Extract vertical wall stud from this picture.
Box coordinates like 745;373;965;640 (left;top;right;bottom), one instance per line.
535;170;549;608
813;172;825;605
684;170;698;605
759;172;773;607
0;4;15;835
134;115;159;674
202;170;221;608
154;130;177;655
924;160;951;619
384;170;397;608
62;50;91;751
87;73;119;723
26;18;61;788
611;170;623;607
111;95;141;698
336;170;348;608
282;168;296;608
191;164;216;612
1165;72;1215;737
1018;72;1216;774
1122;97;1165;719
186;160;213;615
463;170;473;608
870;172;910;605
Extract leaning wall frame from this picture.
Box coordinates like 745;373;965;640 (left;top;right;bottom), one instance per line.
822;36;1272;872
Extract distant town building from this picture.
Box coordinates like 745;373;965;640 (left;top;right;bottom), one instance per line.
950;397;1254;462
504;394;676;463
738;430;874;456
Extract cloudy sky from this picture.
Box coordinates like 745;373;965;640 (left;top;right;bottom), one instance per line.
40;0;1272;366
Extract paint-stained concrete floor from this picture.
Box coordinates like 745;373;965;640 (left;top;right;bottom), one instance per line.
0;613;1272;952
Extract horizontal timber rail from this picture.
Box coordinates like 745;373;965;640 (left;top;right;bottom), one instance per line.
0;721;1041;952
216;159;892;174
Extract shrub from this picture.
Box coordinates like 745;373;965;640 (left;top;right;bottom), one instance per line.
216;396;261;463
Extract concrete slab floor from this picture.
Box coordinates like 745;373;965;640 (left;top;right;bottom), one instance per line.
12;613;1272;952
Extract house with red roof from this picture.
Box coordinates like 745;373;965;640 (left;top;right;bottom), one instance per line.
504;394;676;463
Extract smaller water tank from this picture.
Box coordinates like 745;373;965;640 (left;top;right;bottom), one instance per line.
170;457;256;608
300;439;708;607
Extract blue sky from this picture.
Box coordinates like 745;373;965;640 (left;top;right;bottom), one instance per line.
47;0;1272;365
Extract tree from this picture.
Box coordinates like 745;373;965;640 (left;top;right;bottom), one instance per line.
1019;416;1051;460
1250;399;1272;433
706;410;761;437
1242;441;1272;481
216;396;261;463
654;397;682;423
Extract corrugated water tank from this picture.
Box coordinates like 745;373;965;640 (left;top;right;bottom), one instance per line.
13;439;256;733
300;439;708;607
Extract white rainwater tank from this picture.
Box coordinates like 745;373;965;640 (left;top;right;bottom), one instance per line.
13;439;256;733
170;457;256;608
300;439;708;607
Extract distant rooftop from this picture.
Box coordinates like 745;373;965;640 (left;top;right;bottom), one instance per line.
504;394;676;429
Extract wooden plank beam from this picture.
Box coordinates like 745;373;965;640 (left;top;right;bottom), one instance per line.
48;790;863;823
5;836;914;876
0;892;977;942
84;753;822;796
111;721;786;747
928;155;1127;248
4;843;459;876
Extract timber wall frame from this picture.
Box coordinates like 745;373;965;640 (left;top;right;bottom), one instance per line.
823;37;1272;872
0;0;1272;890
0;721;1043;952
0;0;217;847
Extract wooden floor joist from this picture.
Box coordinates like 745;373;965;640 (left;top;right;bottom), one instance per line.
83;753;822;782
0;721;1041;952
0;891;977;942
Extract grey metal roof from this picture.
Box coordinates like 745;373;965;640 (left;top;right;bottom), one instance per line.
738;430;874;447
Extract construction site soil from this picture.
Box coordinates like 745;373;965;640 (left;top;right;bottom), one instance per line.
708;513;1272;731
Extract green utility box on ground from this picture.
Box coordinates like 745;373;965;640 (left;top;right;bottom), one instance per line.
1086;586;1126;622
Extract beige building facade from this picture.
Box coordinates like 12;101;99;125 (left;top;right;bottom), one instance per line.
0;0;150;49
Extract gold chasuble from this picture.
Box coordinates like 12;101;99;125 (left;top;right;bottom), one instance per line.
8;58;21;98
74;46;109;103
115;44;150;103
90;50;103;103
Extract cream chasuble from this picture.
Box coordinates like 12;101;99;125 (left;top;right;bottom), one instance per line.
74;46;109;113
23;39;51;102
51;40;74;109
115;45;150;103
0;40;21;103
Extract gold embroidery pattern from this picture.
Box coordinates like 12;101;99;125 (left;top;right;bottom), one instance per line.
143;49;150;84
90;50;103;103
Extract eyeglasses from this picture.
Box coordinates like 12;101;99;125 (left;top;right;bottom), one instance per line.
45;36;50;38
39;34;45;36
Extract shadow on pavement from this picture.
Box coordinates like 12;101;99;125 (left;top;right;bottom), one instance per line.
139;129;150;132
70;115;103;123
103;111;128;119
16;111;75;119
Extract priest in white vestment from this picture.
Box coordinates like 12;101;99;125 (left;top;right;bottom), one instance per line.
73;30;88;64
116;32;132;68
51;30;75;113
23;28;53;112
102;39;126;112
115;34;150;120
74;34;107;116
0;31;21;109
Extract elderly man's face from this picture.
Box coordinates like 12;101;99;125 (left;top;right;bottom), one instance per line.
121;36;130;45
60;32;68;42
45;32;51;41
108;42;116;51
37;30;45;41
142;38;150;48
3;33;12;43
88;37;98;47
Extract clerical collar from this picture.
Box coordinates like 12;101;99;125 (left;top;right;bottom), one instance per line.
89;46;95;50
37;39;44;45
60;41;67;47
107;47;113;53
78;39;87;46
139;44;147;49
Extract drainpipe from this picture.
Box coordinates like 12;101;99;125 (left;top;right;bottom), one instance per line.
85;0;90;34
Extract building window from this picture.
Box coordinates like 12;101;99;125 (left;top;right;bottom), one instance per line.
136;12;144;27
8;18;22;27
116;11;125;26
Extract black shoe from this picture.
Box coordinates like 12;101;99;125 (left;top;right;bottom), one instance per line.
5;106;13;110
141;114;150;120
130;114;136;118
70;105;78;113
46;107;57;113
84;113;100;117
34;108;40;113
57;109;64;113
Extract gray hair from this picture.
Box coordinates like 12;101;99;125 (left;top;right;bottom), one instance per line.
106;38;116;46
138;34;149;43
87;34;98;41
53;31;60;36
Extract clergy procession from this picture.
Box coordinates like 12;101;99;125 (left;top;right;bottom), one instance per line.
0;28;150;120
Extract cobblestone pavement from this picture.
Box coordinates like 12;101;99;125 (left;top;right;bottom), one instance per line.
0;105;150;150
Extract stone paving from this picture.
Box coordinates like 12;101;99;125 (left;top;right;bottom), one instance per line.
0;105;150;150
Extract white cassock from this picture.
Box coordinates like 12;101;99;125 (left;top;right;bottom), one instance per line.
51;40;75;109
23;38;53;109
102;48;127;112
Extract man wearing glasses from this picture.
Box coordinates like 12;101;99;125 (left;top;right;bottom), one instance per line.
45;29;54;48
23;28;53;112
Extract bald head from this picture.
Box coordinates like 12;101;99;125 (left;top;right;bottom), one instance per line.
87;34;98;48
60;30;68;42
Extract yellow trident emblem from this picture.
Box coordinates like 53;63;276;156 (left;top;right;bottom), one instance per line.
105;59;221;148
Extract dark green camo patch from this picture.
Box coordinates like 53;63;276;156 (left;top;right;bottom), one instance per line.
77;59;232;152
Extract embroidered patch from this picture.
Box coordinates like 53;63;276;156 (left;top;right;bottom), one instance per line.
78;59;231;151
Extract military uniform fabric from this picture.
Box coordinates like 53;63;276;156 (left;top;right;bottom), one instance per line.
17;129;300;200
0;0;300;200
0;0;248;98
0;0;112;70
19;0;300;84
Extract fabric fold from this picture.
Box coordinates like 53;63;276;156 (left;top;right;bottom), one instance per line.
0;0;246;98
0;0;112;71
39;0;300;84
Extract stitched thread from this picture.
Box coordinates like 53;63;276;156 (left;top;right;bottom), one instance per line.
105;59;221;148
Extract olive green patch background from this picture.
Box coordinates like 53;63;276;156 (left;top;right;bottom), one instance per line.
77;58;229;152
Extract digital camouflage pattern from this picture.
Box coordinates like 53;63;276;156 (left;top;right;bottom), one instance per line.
══════════
Reproduce, without any change, the lines of the records that run from the line containing "Extract black shoe from this picture." up to and including the line containing "53;31;60;36".

Extract black shoe from this picture.
Box coordinates like 12;101;99;125 (left;top;right;bottom), one instance per line.
5;106;13;110
141;114;150;120
130;114;136;118
70;105;78;113
46;107;57;113
84;113;100;117
34;108;40;113
57;109;64;113
Extract gray hair from this picture.
Box coordinates like 12;101;99;125 (left;top;right;bottom), one instance per line.
106;38;116;46
138;34;149;43
87;34;98;41
53;31;60;36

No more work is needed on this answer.